[DATA RECORDS Boundary: Start]

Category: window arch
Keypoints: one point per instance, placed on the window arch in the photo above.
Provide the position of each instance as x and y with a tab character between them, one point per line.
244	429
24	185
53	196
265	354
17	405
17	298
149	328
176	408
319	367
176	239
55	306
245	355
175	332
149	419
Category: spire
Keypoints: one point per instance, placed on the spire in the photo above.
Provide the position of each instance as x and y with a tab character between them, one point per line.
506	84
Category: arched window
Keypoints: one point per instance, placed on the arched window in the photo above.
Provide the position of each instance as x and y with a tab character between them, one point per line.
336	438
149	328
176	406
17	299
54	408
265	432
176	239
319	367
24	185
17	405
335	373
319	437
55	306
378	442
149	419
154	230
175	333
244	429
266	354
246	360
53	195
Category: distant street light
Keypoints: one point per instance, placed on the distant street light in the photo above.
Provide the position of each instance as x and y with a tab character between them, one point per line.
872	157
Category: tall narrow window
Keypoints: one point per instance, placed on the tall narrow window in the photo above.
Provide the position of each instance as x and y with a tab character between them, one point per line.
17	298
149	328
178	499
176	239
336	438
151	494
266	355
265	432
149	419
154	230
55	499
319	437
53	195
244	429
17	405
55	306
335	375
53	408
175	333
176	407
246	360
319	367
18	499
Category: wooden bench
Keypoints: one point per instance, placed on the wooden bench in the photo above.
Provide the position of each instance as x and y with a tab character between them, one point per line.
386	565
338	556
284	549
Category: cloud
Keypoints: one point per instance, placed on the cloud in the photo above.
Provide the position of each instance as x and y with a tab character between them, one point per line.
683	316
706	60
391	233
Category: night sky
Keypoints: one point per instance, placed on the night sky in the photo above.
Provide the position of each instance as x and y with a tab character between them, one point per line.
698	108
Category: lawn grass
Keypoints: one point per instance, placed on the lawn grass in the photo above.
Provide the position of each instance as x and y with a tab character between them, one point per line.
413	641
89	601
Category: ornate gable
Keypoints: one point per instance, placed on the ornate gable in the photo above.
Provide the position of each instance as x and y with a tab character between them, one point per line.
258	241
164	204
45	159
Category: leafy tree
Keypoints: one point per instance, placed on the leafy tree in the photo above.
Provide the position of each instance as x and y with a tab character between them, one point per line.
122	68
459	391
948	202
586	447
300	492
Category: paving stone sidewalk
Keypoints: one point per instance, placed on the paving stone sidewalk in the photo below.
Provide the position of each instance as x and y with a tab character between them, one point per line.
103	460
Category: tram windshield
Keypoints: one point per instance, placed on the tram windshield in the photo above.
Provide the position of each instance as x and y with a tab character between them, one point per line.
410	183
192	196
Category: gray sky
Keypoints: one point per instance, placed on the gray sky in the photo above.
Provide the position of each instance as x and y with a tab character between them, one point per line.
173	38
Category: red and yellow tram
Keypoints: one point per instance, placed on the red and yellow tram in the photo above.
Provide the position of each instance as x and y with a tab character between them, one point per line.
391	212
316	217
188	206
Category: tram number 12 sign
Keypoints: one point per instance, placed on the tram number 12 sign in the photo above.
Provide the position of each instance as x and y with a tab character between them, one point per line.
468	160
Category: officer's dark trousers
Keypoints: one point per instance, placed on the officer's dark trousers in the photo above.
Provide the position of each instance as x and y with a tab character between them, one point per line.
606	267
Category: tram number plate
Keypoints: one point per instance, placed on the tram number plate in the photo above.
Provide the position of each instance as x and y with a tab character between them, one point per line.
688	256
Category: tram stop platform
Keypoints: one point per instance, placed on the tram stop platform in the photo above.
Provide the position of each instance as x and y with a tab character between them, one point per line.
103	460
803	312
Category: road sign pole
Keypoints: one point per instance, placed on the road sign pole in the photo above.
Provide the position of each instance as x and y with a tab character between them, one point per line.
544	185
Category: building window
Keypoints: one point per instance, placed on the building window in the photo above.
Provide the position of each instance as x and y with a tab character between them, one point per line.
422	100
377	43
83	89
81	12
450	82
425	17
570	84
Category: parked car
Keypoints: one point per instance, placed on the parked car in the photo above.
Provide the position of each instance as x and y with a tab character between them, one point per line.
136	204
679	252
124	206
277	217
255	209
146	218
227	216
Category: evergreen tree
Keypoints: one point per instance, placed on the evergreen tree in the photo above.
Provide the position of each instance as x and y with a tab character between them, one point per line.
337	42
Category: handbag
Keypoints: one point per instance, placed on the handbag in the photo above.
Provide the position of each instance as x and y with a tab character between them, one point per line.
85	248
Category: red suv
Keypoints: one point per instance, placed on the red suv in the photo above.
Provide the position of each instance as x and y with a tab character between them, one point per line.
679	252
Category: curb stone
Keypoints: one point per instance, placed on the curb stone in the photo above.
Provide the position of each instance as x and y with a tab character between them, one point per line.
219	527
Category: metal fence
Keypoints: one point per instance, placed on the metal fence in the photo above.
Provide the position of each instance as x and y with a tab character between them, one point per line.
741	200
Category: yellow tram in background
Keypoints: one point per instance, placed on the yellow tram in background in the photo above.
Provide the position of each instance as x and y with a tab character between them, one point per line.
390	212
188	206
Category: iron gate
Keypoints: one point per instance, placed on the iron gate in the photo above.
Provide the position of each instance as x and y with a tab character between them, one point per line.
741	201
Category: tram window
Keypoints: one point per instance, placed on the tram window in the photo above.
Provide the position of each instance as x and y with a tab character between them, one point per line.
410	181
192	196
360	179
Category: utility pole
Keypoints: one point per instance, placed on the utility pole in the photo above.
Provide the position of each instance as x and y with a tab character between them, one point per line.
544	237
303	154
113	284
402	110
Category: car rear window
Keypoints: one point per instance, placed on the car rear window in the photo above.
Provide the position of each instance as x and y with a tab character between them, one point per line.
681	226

[DATA RECORDS Boundary: End]

WORK ORDER: Exactly as written above, copy out all the records.

SOLUTION BELOW:
Category: window arch
Keypoints: one point per instance, placed on the window arch in the photo above.
Provide the position of each instance as x and y with a tab character between them, one point per line.
244	429
24	185
53	196
265	354
17	405
17	298
149	328
176	408
319	367
176	239
55	306
245	355
175	332
149	419
Category: spire
Keypoints: one point per instance, placed on the spire in the photo above.
Provide the position of each instance as x and y with a tab character between them, one point per line.
506	84
Category: arched window
Keypoints: one point per instance, placed on the arched window in the photo above.
Provide the position of each instance as x and y with a tab character between them, one point per line.
336	438
149	328
176	406
17	299
54	408
265	432
176	239
319	367
24	185
17	405
335	373
319	437
55	306
378	442
149	419
154	230
175	333
244	429
266	354
246	360
53	195
Category: distant street light
Keypoints: one point per instance, placed on the distant street light in the photo above.
Provide the position of each instance as x and y with a tab character between them, one point per line.
872	157
Category: tall narrow window
Keypoints: one point per instance, placed on the tall narrow window in the photo above.
Provide the position of each instance as x and y with a tab character between them, one point per line.
17	298
149	328
178	499
176	239
336	438
151	494
266	355
265	432
149	419
154	230
55	499
319	437
53	195
244	429
17	405
55	306
335	375
53	408
175	333
176	407
246	360
319	367
18	499
Category: wooden bench
Keypoints: one point per instance, placed on the wooden bench in the photo above.
Provide the position of each instance as x and y with a tab character between them, one point per line.
386	565
338	556
284	549
Category: cloud
Keypoints: one point per instance, placed on the cloud in the photo above.
Provide the position of each instance as x and y with a tab character between them, one point per line.
683	316
706	60
391	233
Category: night sky
Keypoints: one point per instance, placed on the night sky in the photo above.
Provide the position of each instance as x and y with a tab character between them, one point per line.
698	108
Category: lawn grass
Keypoints: one point per instance, placed on the lawn grass in the photo above.
Provide the position of each instance as x and y with a tab character between them, one point per line.
413	641
89	601
Category: ornate gable
Keypoints: one point per instance, placed on the ornate gable in the photo above.
Provide the position of each instance as x and y with a tab character between them, one point per line.
258	241
164	204
45	159
Category: leafy tree
Keypoints: one point per instance, placed on the leafy tree in the photo above.
Provide the position of each instance as x and y with a tab character between them, one point per line.
122	68
459	391
948	202
586	447
300	492
Category: paving stone sidewalk
Keypoints: one point per instance, placed on the paving stone sidewalk in the photo below.
Provide the position of each instance as x and y with a tab character between them, one point per line.
103	460
Category: tram windshield
Keypoints: one point per instance, placed on the tram windshield in the photo above.
Provide the position of each instance as x and y with a tab character between them, one point per line.
410	183
192	196
Category: gray sky
Keypoints: one point per instance, placed on the gray sky in the photo above.
Provide the position of each instance as x and y with a tab character between them, one point per line.
173	38
Category: red and yellow tram
Keypoints: one point per instance, placed on the red and yellow tram in the photo above.
Provide the position of each instance as x and y with a tab character between them, one point per line.
391	212
316	217
188	206
Category: tram number 12 sign
Keypoints: one point per instance, placed on the tram number 12 sign in the photo above.
Provide the position of each instance as x and y with a tab character between them, one point per line.
468	160
Category: officer's dark trousers
Keypoints: one point per instance, placed on the officer's dark trousers in the photo above.
Provide the position of each instance as x and y with a tab character between them, one point per line.
606	267
Category: tram number plate
Keypoints: one point per instance, placed on the tram number plate in the photo above.
Provide the position of each instance as x and y with a tab character between them, one point per line.
688	256
Category: tram stop platform
Keypoints: one point per instance, placed on the tram stop platform in the photo above.
Provide the position of each instance as x and y with a tab character between them, one point per line.
103	460
803	312
Category: road sign pole
Keypoints: one point per instance, placed on the road sign pole in the photo above.
Provide the position of each instance as x and y with a tab character between them, one point per line.
544	185
Category: building window
Keypoints: one point per instance, placed on the building window in the photo above.
Provide the position of each instance as x and y with a tab character between them, one point per line.
422	100
377	43
83	89
81	12
450	82
425	17
570	84
Category: parked car
Keypoints: one point per instance, placed on the parked car in the photo above.
Provide the position of each instance as x and y with a tab character between them, one point per line.
136	204
679	252
124	206
277	217
255	209
146	218
227	216
Category: evergreen tree
Keypoints: one point per instance, placed on the evergreen tree in the photo above.
Provide the position of each instance as x and y with a tab character between them, one point per line.
337	42
Category: handbag
Keypoints: one point per instance, placed on the handbag in the photo above.
Provide the position of each instance as x and y with a tab character between them, one point per line.
85	248
Category: red suv
Keypoints: one point per instance, placed on the red suv in the photo above.
Provide the position of each instance as x and y with a tab character between them, one point per line.
679	252
Category: curb stone
Keypoints: one point per instance, placed on the curb stone in the photo above.
Provide the position of each instance as x and y with a tab character between them, one point per line.
219	527
Category: metal fence
Keypoints: one point per instance, placed on the metal fence in the photo above.
Provide the position of each instance as x and y with a tab character between them, one point per line.
741	200
Category: yellow tram in background
Keypoints: one point per instance, placed on the yellow tram in background in the photo above.
Provide the position of each instance as x and y with a tab character between them, one point per line.
390	212
188	206
Category: iron gate
Keypoints: one point per instance, placed on the iron gate in the photo above.
Provide the position of each instance as x and y with a tab character between them, one point per line.
741	201
Category: tram window
Keypoints: one point per instance, placed on the tram window in the photo above.
Provide the position of each instance as x and y with a tab character between them, one point per line.
410	181
192	196
360	179
Category: utility pole
Keypoints: one point per instance, placed on the utility pole in the photo above.
Provide the position of each instance as x and y with a tab character between them, one point per line.
544	237
303	154
113	284
402	110
Category: car rear window
Keypoints: one point per instance, placed on the car rear window in the photo above.
Provide the position of each instance as x and y with a tab character between them, one point per line.
681	226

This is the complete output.